-------- Supplied material --------

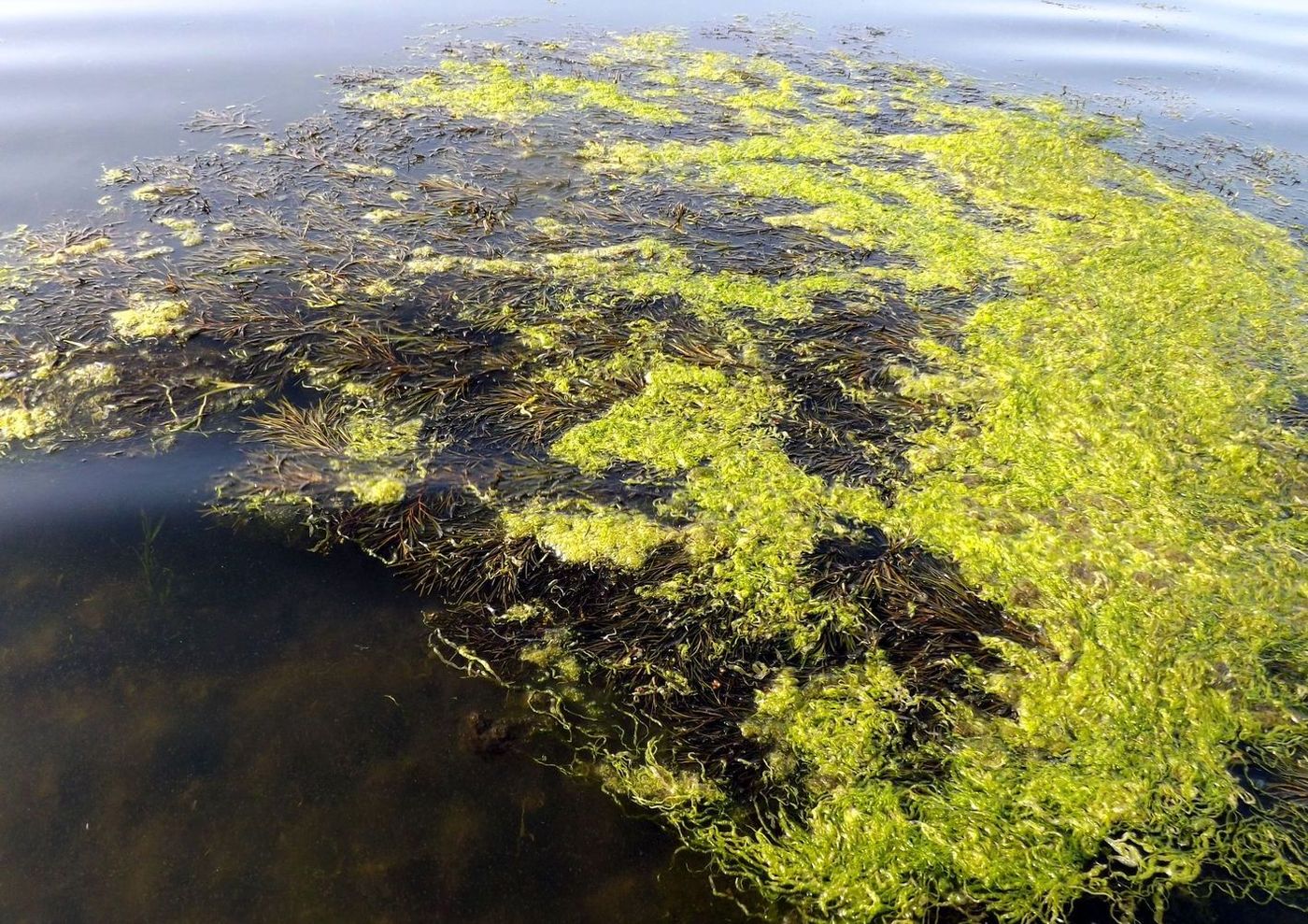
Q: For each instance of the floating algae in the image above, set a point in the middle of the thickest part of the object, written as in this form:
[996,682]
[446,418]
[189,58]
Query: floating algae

--------

● Task details: Print the whole listing again exactly, please. No pictures.

● Task output:
Q: For each instance of the floating algae in the image above, set a point in the middle of the thickest part of the object, written as in this form:
[996,682]
[446,418]
[189,58]
Query: floating algae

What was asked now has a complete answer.